Yargıtay Kararı 8. Hukuk Dairesi 2016/19482 E. 2019/145 K. 09.01.2019 T.

YARGITAY KARARI
DAİRE : 8. Hukuk Dairesi
ESAS NO : 2016/19482
KARAR NO : 2019/145
KARAR TARİHİ : 09.01.2019

MAHKEMESİ :Asliye Hukuk Mahkemesi (Aile Mahkemesi Sıfatıyla)

DAVA TÜRÜ : Katkı Payı Alacağı, Katılma Alacağı, TMK 240’a dayalı Tapu İptal-Tescil

Taraflar arasında görülen ve yukarıda açıklanan davada yapılan yargılama sonunda Mahkemece, davanın kısmen kabulüne, kısmen reddine, karşı davanın reddine karar verilmiş olup hükmün davacı-karşı davalı vekili ile davalılar-karşı davacılar vekili tarafından temyiz edilmesi üzerine, Dairece dosya incelendi, gereği düşünüldü.

KARAR

Davacı-karşı davada davalı … vekili, dava dilekçesinde belirtilen 1302 ada 1 parseldeki 21 nolu bağımsız bölüm ve …. plakalı araç nedeniyle mal rejiminin tasfiyesi ile şimdilik 18.625 TL katılma alacağının davalılardan müştereken ve müteselsilen tahsiline, ayrıca katılma alacağı hesaplandıktan sonra katılma alacağı ve miras payının mahsubu, yetmezse bedel eklenmek suretiyle 21 nolu bağımsız bölüm üzerinde mülkiyet hakkı tanınmak suretiyle taşınmazın davacı adına tesciline, bu talebin kabul edilmemesi halinde şimdilik 10.000 TL katkı payı alacağının davalılardan müştereken ve müteselsilen tahsiline karar verilmesini istemiş, karşı davanın reddini savunmuştur.
Davalılar-karşı davada davacılar …, … ve ….vekilleri davanın reddini savunmuş, karşı dava dilekçesinde belirtilen 4317 ada 1 parseldeki 11 nolu bağımsız bölüm nedeniyle mal rejiminin tasfiyesi ile fazlaya ilişkin haklar saklı olmak üzere 10.000 TL katkı payı alacağının karşı davalıdan tahsiline karar verilmesini istemiştir.

Etiketli kutu kayıtları

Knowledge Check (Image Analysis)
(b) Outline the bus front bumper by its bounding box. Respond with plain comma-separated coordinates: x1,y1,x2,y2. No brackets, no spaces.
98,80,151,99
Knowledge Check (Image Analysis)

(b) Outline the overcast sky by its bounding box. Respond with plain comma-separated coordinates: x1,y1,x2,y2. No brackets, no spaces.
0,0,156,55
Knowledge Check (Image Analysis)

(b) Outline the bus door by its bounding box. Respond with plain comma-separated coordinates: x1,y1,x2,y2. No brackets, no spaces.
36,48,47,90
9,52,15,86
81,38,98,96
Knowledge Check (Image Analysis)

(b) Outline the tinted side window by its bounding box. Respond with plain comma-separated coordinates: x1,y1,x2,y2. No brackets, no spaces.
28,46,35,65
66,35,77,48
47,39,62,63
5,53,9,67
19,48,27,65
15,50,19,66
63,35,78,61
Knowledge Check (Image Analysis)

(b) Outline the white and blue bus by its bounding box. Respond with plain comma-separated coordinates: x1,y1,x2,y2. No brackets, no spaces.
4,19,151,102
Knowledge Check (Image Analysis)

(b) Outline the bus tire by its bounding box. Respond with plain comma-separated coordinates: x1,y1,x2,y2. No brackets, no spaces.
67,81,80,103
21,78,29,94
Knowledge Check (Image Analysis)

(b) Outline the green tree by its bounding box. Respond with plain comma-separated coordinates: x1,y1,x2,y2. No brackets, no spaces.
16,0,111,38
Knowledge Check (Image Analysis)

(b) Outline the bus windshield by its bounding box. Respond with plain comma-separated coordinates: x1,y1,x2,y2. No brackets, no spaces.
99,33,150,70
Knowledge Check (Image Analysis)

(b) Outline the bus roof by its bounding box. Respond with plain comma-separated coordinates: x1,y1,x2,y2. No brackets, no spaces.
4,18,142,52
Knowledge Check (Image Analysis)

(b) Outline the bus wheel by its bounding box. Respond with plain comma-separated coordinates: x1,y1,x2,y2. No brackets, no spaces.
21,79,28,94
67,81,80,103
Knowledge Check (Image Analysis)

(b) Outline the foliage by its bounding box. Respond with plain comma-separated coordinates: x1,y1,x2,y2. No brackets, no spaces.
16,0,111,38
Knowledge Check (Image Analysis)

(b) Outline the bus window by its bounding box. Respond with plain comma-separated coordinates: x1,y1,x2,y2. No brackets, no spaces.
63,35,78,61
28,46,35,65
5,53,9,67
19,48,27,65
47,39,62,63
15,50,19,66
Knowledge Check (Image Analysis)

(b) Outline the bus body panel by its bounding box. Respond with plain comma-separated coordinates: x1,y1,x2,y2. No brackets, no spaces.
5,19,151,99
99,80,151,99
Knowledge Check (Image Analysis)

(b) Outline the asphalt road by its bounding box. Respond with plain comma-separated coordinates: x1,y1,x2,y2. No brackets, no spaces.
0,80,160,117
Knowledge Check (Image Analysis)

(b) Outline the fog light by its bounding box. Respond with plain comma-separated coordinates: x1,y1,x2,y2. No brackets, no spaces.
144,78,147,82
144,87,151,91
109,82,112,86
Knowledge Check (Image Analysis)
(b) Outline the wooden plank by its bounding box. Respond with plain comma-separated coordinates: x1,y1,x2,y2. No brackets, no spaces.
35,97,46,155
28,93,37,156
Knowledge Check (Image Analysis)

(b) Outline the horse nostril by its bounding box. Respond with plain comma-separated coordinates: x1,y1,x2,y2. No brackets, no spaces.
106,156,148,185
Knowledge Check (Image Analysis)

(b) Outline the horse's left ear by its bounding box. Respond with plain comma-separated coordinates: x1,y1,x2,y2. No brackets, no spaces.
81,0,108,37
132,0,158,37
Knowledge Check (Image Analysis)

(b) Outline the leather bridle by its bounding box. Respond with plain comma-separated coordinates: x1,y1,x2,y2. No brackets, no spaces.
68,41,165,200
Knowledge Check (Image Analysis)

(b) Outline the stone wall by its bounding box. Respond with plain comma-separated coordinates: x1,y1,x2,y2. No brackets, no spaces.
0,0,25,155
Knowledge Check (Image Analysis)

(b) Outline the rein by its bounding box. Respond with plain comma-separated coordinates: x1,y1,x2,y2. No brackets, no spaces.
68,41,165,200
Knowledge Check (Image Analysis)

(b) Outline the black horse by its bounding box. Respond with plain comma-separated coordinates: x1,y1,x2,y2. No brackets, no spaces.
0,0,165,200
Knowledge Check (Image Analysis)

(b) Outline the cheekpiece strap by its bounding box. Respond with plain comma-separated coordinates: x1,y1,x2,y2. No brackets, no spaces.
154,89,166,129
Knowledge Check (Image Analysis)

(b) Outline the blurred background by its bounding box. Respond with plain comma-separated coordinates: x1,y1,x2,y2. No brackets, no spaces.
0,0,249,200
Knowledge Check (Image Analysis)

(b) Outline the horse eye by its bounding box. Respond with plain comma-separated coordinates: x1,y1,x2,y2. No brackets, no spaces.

■ Yapılacak İşler:
a - Yargıtay kararında "YARGITAY KARARI" ifadesiyle başlayıp "(Aile Mahkemesi Sıfatıyla)" ifadesiyle biten kısmı harfi harfine yeniden yazınız.
b - Yargıtay kararına göre aşağıdaki soruları yanıtlayınız:
(i) Davacı-karşı davalı vekili şimdilik kaç TL katılma alacağının tahsilini istemiştir?
(ii) Karşı dava dilekçesinde belirtilen bağımsız bölüm hangi ada ve parseldedir ve kaç numaralıdır?
(iii) Karar tarihi nedir?
c - Yargıtay kararını son cümlesinden sonra gelecek bölümü yazarak sürdürünüz.

■ Cevap Anahtarı:
a -
YARGITAY KARARI
DAİRE : 8. Hukuk Dairesi
ESAS NO : 2016/19482
KARAR NO : 2019/145
KARAR TARİHİ : 09.01.2019

MAHKEMESİ :Asliye Hukuk Mahkemesi (Aile Mahkemesi Sıfatıyla)

b -
(i) 18.625 TL
(ii) 4317 ada 1 parselde, 11 nolu bağımsız bölüm
(iii) 09.01.2019

c -
Mahkemece; asıl dava yönünden, davanın kısmen kabulü kısmen reddine, davacının 21 nolu bağımsız bölümün adına tescili ve kendisine özgülenmesi talebinin yasal şartları oluşmadığından reddine,…..plakalı araç yönünden 8.625 TL katılma alacağının karar tarihinden itibaren işleyecek yasal faizi ile birlikte davalılardan müteselsilen ve müştereken tahsiline, 21 nolu bağımsız bölüm yönünden 2.383,12 TL katkı payı alacağının dava tarihinden itibaren işleyecek yasal faizi ile birlikte davalılardan müteselsilen ve müştereken tahsiline, fazlaya ilişkin talebin reddine, karşı dava yönünden karşı davacının 11 nolu bağımsız bölüme yönelik katkı payı talebinin yasal şartları oluşmadığından reddine karar verilmesi üzerine; hüküm, davacı-karşı davada davalı vekili ile davalılar-karşı davada davacılar vekili tarafından temyiz edilmiştir.
1. Dosya muhtevasına, dava evrakı ile yargılama tutanakları münderecatına, mevcut deliller Mahkemece takdir edilerek karar verildiğine ve takdirde bir isabetsizlik bulunmadığına göre, davacı-karşı davada davalı vekili ile davalılar-karşı davada davacılar vekilinin aşağıdaki bendin kapsamı dışında kalan temyiz itirazları yerinde görülmemiştir.
2. a) Davacı-karşı davada davalı vekilinin 1302 ada 1 parseldeki 21 nolu bağımsız bölüme ilişkin katkı payı alacağına yönelik temyiz itirazlarına gelince;
Maddi olayları ileri sürmek taraflara, hukuki nitelendirme yapmak ve uygulanacak kanun maddelerini belirlemek hakime aittir (6100 Sayılı HMK mad.33). İddianın ileri sürülüş şekline göre dava, sağ eş tarafından, diğer mirasçılara karşı açılan katkı payı alacağı isteğine ilişkindir.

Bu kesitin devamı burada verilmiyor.